### AUFGABE 1
Beantworte zum Text über das Gerd-Müller-Denkmal diese Fragen:
(a) Welche Stadt hat Gerd Müller das Denkmal gesetzt?
(b) Wie heißt der Oberbürgermeister, der bei der Enthüllung gesprochen hat?
(c) Wo soll das Denkmal künftig stehen?

### VORLIEGENDER TEXTAUSZUG
※ ※ ※

Das Abbild Gerd Müllers in Bronze ist enthüllt. Am Donnerstagabend setzte die Stadt Nördlingen dem Ausnahmefußballer ein Denkmal in Lebensgröße. Die Bevölkerung bekam die Statue zum ersten Mal zu Gesicht. Ausnahmefußballer, Fußball-Akrobat, Vorbild: Die Reden an diesem Abend zeigten mit ebendiesen Beschreibungen, warum der gebürtige Nördlinger selbst 2022 noch verehrt wird.
Er sei trotz des Ruhms bodenständig geblieben, sagte etwa Nördlingens Oberbürgermeister David Wittner. Mit seiner lockeren Art habe er Menschen immer wieder für sich gewinnen können. "Wir in Nördlingen sind stolz auf ihn, dass er es von hier aus zu Weltruhm schaffte." Auch daran solle das ehrende Denkmal erinnern, das künftig vor den Häusern steht, in denen er in Nördlingen aufgewachsen ist. "Es lebe der Sport, es lebe der Fußball, es lebe die Erinnerung an Gerd Hadde Müller", sagte Wittner.

※ ※ ※

### VORLIEGENDE DATEN
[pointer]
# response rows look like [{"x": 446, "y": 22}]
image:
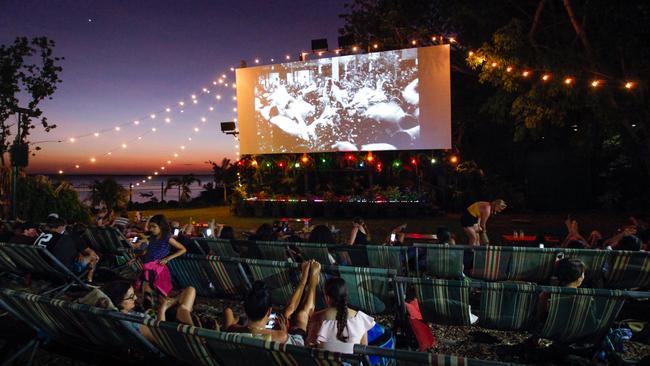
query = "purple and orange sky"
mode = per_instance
[{"x": 125, "y": 60}]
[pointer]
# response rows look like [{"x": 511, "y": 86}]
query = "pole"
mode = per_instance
[{"x": 14, "y": 175}]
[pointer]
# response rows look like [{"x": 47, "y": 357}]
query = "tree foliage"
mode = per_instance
[{"x": 29, "y": 73}]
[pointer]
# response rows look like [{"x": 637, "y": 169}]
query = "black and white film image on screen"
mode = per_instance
[{"x": 357, "y": 102}]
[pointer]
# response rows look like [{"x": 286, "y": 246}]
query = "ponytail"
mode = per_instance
[{"x": 337, "y": 291}]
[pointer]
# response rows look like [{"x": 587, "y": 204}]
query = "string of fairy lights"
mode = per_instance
[{"x": 475, "y": 58}]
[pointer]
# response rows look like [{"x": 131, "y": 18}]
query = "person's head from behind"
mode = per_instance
[
  {"x": 321, "y": 234},
  {"x": 55, "y": 224},
  {"x": 122, "y": 295},
  {"x": 630, "y": 242},
  {"x": 158, "y": 226},
  {"x": 257, "y": 303},
  {"x": 498, "y": 205},
  {"x": 336, "y": 295},
  {"x": 570, "y": 272},
  {"x": 227, "y": 232}
]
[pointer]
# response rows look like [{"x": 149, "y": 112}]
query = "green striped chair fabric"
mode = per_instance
[
  {"x": 381, "y": 256},
  {"x": 508, "y": 306},
  {"x": 280, "y": 277},
  {"x": 442, "y": 261},
  {"x": 408, "y": 358},
  {"x": 443, "y": 301},
  {"x": 207, "y": 347},
  {"x": 77, "y": 324},
  {"x": 628, "y": 270},
  {"x": 531, "y": 264},
  {"x": 209, "y": 275},
  {"x": 594, "y": 260},
  {"x": 220, "y": 247},
  {"x": 579, "y": 314},
  {"x": 6, "y": 264},
  {"x": 372, "y": 290}
]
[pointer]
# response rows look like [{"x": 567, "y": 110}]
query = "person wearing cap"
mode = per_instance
[
  {"x": 69, "y": 249},
  {"x": 474, "y": 220},
  {"x": 25, "y": 233}
]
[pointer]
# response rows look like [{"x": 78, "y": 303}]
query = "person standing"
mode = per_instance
[{"x": 474, "y": 220}]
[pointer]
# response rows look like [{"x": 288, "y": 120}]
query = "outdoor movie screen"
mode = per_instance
[{"x": 393, "y": 100}]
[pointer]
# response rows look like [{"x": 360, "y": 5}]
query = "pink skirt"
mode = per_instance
[{"x": 162, "y": 279}]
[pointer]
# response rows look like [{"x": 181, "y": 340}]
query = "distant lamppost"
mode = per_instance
[{"x": 19, "y": 153}]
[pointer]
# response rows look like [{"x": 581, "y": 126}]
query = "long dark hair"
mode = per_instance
[
  {"x": 337, "y": 291},
  {"x": 162, "y": 223}
]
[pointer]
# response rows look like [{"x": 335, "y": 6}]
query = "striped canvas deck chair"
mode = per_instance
[
  {"x": 316, "y": 251},
  {"x": 180, "y": 342},
  {"x": 408, "y": 358},
  {"x": 78, "y": 325},
  {"x": 34, "y": 259},
  {"x": 210, "y": 275},
  {"x": 594, "y": 260},
  {"x": 628, "y": 270},
  {"x": 220, "y": 247},
  {"x": 441, "y": 301},
  {"x": 239, "y": 349},
  {"x": 268, "y": 250},
  {"x": 442, "y": 261},
  {"x": 372, "y": 290},
  {"x": 280, "y": 277},
  {"x": 6, "y": 264},
  {"x": 491, "y": 263},
  {"x": 508, "y": 306},
  {"x": 580, "y": 314},
  {"x": 531, "y": 264},
  {"x": 381, "y": 256}
]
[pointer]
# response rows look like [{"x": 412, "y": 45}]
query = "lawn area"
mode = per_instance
[{"x": 503, "y": 223}]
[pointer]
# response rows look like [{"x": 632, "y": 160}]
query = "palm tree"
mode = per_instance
[
  {"x": 183, "y": 183},
  {"x": 110, "y": 192}
]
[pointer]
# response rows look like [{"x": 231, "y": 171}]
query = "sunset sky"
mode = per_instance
[{"x": 125, "y": 60}]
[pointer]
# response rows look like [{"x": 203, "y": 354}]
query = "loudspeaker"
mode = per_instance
[
  {"x": 19, "y": 154},
  {"x": 319, "y": 44}
]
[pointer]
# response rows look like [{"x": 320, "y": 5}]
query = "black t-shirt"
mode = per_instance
[{"x": 64, "y": 247}]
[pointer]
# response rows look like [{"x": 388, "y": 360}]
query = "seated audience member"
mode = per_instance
[
  {"x": 291, "y": 326},
  {"x": 338, "y": 328},
  {"x": 25, "y": 233},
  {"x": 630, "y": 242},
  {"x": 70, "y": 250},
  {"x": 321, "y": 234},
  {"x": 359, "y": 234}
]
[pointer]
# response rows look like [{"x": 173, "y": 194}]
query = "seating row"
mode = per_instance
[
  {"x": 573, "y": 314},
  {"x": 109, "y": 332},
  {"x": 607, "y": 268}
]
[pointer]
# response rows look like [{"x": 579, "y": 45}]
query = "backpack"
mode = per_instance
[{"x": 380, "y": 336}]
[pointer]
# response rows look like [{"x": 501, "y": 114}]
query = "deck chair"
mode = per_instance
[
  {"x": 219, "y": 247},
  {"x": 413, "y": 358},
  {"x": 441, "y": 301},
  {"x": 210, "y": 275},
  {"x": 507, "y": 306},
  {"x": 581, "y": 314},
  {"x": 372, "y": 290},
  {"x": 628, "y": 270},
  {"x": 442, "y": 261},
  {"x": 35, "y": 259},
  {"x": 76, "y": 325}
]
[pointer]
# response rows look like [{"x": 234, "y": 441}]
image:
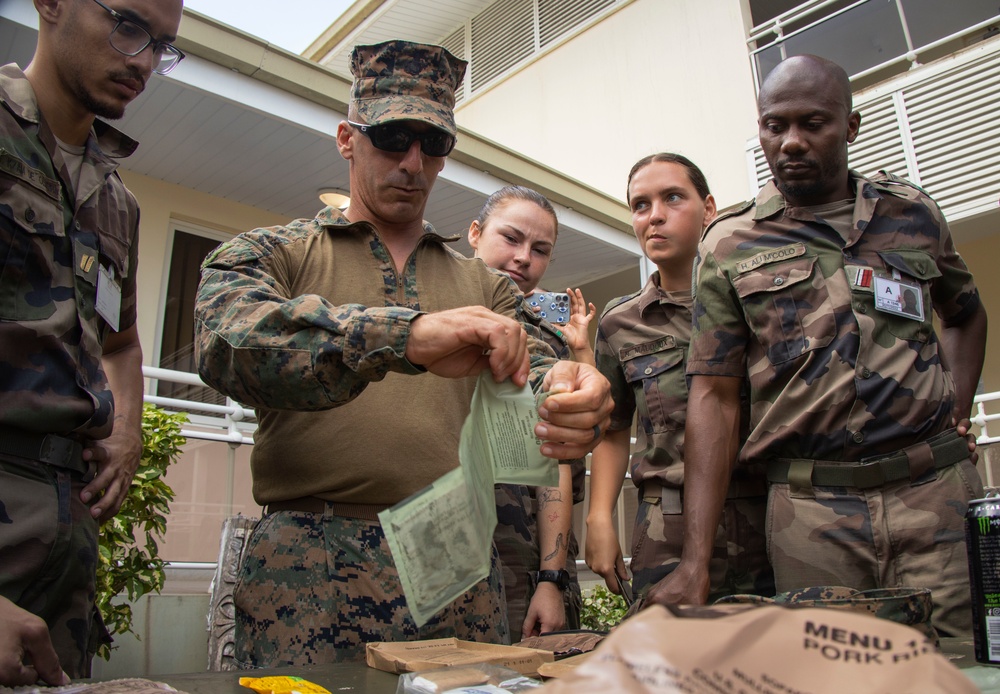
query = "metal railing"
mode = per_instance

※ ※ ※

### AUFGABE 2
Zähle, in wie vielen der obigen Zeilen die Zeichenfolge "deck" vorkommt. Groß- und Kleinschreibung zählt, und die Antwort ist nur die Zahl.

### LÖSUNG 1
(a) Nördlingen
(b) David Wittner
(c) Vor den Häusern, in denen Gerd Müller in Nördlingen aufgewachsen ist

### LÖSUNG 2
2